_Source records_:
┌──
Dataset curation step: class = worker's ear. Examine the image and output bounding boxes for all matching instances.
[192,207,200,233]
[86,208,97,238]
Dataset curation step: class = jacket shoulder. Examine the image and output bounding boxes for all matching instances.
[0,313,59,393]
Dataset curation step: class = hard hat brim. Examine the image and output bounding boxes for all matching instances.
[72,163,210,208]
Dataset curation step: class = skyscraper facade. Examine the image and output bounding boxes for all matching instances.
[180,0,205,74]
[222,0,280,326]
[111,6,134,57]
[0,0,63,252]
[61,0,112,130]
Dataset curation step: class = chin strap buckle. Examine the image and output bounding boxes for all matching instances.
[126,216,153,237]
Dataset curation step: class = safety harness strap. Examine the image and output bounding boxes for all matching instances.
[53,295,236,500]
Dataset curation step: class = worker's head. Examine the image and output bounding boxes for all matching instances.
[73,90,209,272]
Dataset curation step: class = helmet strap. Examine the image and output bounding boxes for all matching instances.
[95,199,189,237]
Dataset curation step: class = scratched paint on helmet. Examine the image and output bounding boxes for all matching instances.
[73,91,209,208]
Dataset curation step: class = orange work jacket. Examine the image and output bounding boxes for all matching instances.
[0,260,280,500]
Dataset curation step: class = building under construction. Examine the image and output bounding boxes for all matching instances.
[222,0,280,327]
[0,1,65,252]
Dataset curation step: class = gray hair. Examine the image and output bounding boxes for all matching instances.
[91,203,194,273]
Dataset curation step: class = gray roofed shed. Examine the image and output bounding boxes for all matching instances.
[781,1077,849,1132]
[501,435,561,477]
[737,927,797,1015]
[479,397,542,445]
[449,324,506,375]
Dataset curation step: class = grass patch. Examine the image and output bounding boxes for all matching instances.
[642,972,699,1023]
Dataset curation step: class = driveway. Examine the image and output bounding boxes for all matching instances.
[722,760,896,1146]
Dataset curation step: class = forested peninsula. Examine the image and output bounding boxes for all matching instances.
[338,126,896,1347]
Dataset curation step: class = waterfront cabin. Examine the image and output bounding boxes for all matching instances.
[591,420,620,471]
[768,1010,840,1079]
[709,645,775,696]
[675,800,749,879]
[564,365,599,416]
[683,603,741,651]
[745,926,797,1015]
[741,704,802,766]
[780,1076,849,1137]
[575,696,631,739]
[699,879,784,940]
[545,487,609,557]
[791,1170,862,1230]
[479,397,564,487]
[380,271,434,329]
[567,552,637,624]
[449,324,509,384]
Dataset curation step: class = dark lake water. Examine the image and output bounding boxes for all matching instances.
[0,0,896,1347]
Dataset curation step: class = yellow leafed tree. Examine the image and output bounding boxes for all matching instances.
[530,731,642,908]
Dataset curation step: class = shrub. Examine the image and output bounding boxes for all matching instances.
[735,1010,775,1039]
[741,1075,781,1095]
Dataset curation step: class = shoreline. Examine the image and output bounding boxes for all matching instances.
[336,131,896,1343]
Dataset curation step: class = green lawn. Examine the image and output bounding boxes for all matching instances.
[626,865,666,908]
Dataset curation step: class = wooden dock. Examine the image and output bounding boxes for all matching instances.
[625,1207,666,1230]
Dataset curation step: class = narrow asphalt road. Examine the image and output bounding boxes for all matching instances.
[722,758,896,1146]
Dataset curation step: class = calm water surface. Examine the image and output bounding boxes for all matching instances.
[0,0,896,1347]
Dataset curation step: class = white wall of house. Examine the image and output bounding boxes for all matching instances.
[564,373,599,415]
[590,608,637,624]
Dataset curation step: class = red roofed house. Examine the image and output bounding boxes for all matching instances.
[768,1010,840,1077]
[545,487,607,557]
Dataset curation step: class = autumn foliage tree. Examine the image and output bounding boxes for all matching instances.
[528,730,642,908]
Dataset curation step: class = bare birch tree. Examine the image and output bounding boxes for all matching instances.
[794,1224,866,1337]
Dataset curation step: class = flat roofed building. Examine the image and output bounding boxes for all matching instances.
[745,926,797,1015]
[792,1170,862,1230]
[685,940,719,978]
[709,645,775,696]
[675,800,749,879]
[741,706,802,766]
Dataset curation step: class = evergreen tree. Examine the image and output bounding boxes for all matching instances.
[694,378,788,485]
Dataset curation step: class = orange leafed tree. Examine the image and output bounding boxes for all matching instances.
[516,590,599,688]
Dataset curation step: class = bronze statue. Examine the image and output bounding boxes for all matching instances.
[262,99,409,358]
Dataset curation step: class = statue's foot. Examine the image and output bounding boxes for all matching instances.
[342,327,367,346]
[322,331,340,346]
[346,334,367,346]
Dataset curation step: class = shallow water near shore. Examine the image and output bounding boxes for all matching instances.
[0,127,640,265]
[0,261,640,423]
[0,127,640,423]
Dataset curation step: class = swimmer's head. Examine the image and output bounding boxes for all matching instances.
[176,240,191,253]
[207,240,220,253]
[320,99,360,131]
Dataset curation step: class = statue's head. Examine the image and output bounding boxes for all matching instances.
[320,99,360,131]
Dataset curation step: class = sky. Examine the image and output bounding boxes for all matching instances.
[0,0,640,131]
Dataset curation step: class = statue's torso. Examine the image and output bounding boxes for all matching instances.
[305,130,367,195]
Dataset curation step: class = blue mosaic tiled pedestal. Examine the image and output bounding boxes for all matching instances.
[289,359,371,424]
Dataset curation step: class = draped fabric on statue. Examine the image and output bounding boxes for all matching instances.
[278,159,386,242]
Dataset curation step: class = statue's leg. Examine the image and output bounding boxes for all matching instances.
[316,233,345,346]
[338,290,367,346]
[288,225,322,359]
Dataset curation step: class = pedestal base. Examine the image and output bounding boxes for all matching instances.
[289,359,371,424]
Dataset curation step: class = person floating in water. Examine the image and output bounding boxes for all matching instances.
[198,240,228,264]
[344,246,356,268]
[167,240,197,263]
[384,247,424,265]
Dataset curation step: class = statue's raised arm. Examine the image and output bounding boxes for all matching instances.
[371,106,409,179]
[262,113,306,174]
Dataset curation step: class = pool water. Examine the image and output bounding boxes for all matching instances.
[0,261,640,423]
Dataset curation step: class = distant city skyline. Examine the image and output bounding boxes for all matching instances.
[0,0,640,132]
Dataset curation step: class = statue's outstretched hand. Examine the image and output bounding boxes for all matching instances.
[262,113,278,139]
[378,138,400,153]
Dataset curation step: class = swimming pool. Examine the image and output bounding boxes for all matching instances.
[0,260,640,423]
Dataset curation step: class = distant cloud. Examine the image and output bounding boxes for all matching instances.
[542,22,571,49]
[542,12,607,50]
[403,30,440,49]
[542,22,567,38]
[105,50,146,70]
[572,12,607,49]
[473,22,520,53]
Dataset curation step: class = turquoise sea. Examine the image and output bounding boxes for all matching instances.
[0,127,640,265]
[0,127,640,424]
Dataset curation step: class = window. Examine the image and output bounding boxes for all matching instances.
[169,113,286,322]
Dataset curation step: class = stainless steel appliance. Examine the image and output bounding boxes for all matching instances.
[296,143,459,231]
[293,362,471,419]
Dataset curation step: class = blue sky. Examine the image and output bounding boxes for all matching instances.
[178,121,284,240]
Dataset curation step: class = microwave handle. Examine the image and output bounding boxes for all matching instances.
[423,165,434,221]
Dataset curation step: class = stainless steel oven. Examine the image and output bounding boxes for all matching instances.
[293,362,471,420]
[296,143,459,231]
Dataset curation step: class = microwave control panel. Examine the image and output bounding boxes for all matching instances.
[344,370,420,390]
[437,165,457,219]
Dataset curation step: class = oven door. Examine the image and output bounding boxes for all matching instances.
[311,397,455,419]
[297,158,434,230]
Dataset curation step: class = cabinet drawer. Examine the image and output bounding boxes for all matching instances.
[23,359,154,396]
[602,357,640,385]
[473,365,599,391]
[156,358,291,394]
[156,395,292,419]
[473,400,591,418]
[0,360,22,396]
└──
_Short problem_:
Reproduce all of the records above verbatim, in their original order and without any change.

_Written response_:
Dataset curation step: class = worker's ear. Examine the image and output bounding boxes for all matching instances.
[192,207,200,233]
[86,208,97,238]
Dataset curation step: class = jacket shoulder. Examine the image and output bounding boxes for all matching instances.
[0,313,59,393]
Dataset curation step: class = hard hat brim. Examine the image and output bounding boxes for all matching instances.
[72,163,210,208]
Dataset curation step: class = skyscraper facade. Examine the image and output bounding boxes for all matching instances.
[180,0,205,74]
[222,0,280,326]
[111,6,134,57]
[0,0,63,252]
[61,0,112,130]
Dataset curation step: class = chin strap buckle. Examine the image and output bounding boxes for all matching instances.
[126,216,153,237]
Dataset curation step: class = safety harness strap. Examine the image and output bounding boxes for all matching instances.
[53,295,236,500]
Dataset curation step: class = worker's head. Examine the image and output bounding boxes for all matching instances.
[73,90,209,272]
Dataset curation step: class = helmet strap. Examine the image and output bounding boxes for all matching instances.
[95,199,189,237]
Dataset curation step: class = scratched paint on helmet. Examine the image and output bounding boxes for all matching instances.
[73,91,209,208]
Dataset curation step: class = orange work jacket. Examine the image and output bounding boxes for all matching instances.
[0,260,280,500]
Dataset curation step: class = building under construction. Examine the image and output bounding boxes for all matching instances.
[222,0,280,327]
[0,1,65,252]
Dataset curation step: class = gray hair. Examine the image and output bounding boxes for all matching instances.
[91,203,194,273]
Dataset curation step: class = gray roofed shed. Examine the image and output bounding boxes for all matching instances.
[781,1077,849,1132]
[501,435,561,477]
[737,927,797,1015]
[479,397,542,445]
[449,324,506,375]
Dataset curation step: class = grass patch. Examine the image and output bounding boxes for all matching instances.
[642,972,699,1023]
Dataset curation step: class = driveway. Examine the image and output bounding boxes for all matching instances.
[722,760,896,1146]
Dataset curation step: class = forested peninsula. Examine the image and output bounding boxes for all matching instances.
[338,126,896,1347]
Dataset curation step: class = waterfront cabin. Examine the image and output bounding boxes for all matching instances.
[591,420,620,471]
[768,1010,840,1079]
[709,645,775,696]
[675,800,749,879]
[564,365,599,416]
[683,603,741,651]
[745,926,797,1015]
[741,704,802,766]
[780,1076,849,1137]
[575,696,631,739]
[699,879,784,940]
[545,487,609,557]
[791,1170,862,1230]
[479,397,564,487]
[380,271,434,329]
[567,552,637,624]
[449,324,509,384]
Dataset curation step: class = dark lake water. Examine the image and output bounding boxes for all matching instances.
[0,0,896,1347]
Dataset curation step: class = yellow leafed tree. Examine the image and output bounding boxes for all matching instances.
[530,731,642,908]
Dataset curation step: class = shrub. Examine the image and output bounding boxes for all matching instances.
[735,1010,775,1039]
[741,1075,781,1095]
Dataset curation step: class = shoreline. Examine the image and output bounding boxes for all matching instances.
[336,131,896,1343]
Dataset curation step: class = green lawn. Examine the image and output bounding boxes for all matching instances.
[626,865,666,908]
Dataset curation step: class = wooden dock. Examine the image and output bounding boxes for all matching instances.
[625,1207,666,1230]
Dataset curation step: class = narrow asphalt road. Examine the image and output bounding boxes for all matching instances.
[722,758,896,1146]
Dataset curation step: class = calm water surface. Examine the image and output bounding boxes for all matching instances.
[0,0,896,1347]
Dataset curation step: class = white wall of house. Examine the image and output bounding boxes for all matching instances.
[564,373,599,415]
[590,608,637,624]
Dataset curation step: class = red roofed house. Examine the image and output bounding boxes for all matching instances.
[768,1010,840,1077]
[545,487,607,557]
Dataset curation step: class = autumn foliage tree. Examine the image and output bounding boxes for all matching instances.
[528,730,642,908]
Dataset curation step: class = bare birch tree. Examine the image and output bounding boxes for all matching instances.
[794,1224,866,1337]
Dataset curation step: class = flat roofed building. Examine the image and output bounding boxes for all matching instances.
[745,926,797,1015]
[792,1170,862,1230]
[685,940,719,978]
[709,645,775,696]
[675,800,749,879]
[741,706,802,766]
Dataset curation step: class = evergreen tree. Examine the image and output bounding boxes for all matching instances.
[694,378,788,485]
Dataset curation step: class = orange leafed tree. Examine the image and output bounding boxes for all matching instances.
[516,590,599,688]
Dataset curation step: class = bronze statue. Examine the image and output bounding boxes for all matching instances.
[262,99,409,358]
Dataset curation step: class = statue's foot. Examine the image and output bounding boxes for all matching instances.
[342,327,367,346]
[322,331,340,346]
[346,334,367,346]
Dataset curation step: class = shallow water near shore. Examine the image and output bounding boxes for all matching instances.
[0,127,640,265]
[0,261,640,423]
[0,127,640,423]
Dataset curation step: class = swimmer's head. Examine the image and output bounding boxes for all matching instances.
[176,240,191,253]
[207,240,220,253]
[320,99,360,131]
Dataset curation step: class = statue's head. Examine the image and output bounding boxes for all matching instances.
[320,99,360,131]
Dataset curation step: class = sky. Examine the image and output bounding boxes for all matching instances.
[0,0,640,131]
Dataset curation step: class = statue's torso. Examine the image and output bounding boxes for all matching instances.
[305,130,367,195]
Dataset curation step: class = blue mosaic tiled pedestal. Examine the image and output bounding boxes for all matching instances.
[289,359,371,424]
Dataset curation step: class = draped fabric on statue. Examine the image and output bounding boxes for all matching instances.
[278,159,386,242]
Dataset curation step: class = statue's leg. Examine the image and output bounding boxes for all matching instances.
[316,233,345,346]
[338,290,367,346]
[288,225,322,359]
Dataset curation step: class = pedestal base. Examine the image and output bounding boxes for all matching instances.
[289,359,371,424]
Dataset curation step: class = person floating in water. Examine the image and output bounding boxes for all matching instances.
[198,240,228,264]
[344,246,356,268]
[167,240,197,263]
[384,247,424,265]
Dataset curation step: class = statue's raised arm. Examine the image and output bounding boxes for all matching instances.
[371,106,409,179]
[262,113,306,174]
Dataset curation step: class = pool water. Examine the image and output bounding boxes for all matching instances.
[0,261,640,423]
Dataset curation step: class = distant city skyline. Examine the image and output bounding boxes for all matching instances.
[0,0,640,132]
Dataset curation step: class = statue's outstretched hand. Examine the image and output bounding boxes for all matching instances.
[262,113,278,139]
[378,138,400,153]
Dataset curation step: class = swimming pool. Examine the image and output bounding boxes for all matching instances.
[0,260,640,423]
Dataset curation step: class = distant cloud. Examine the image and output bounding boxes for all matching instances.
[542,22,571,49]
[542,12,607,50]
[403,30,440,49]
[542,22,567,38]
[105,50,146,70]
[572,12,607,49]
[473,22,520,53]
Dataset curation step: class = turquoise sea. Examine the image and output bounding boxes for all matching instances.
[0,127,640,265]
[0,127,640,424]
Dataset curation step: class = window. Examine the image and output bounding boxes for all matching instances.
[169,113,286,322]
Dataset curation step: class = stainless steel appliance. Examine the image and output bounding boxes for all matching instances.
[296,143,459,231]
[293,362,471,419]
Dataset curation step: class = blue sky. Examine the image and output bounding boxes for all matching instances.
[178,121,284,240]
Dataset curation step: class = microwave handle. Examine the image and output bounding boxes for all matching instances.
[423,165,434,221]
Dataset curation step: class = stainless steel oven. Examine the image and output bounding boxes for all matching instances.
[293,362,471,420]
[296,143,459,231]
Dataset curation step: class = microwave control panel. Examine the image and output bounding boxes for all matching instances.
[344,370,420,390]
[437,165,457,219]
Dataset curation step: class = oven door. Examine the image and output bounding boxes for all matching instances.
[311,397,455,419]
[297,158,434,230]
Dataset curation step: class = cabinet drawer. Examine the image and output bounding boxes for all matching instances.
[23,359,154,396]
[602,357,640,385]
[473,365,599,391]
[156,358,291,394]
[156,395,292,419]
[473,400,591,418]
[0,360,22,396]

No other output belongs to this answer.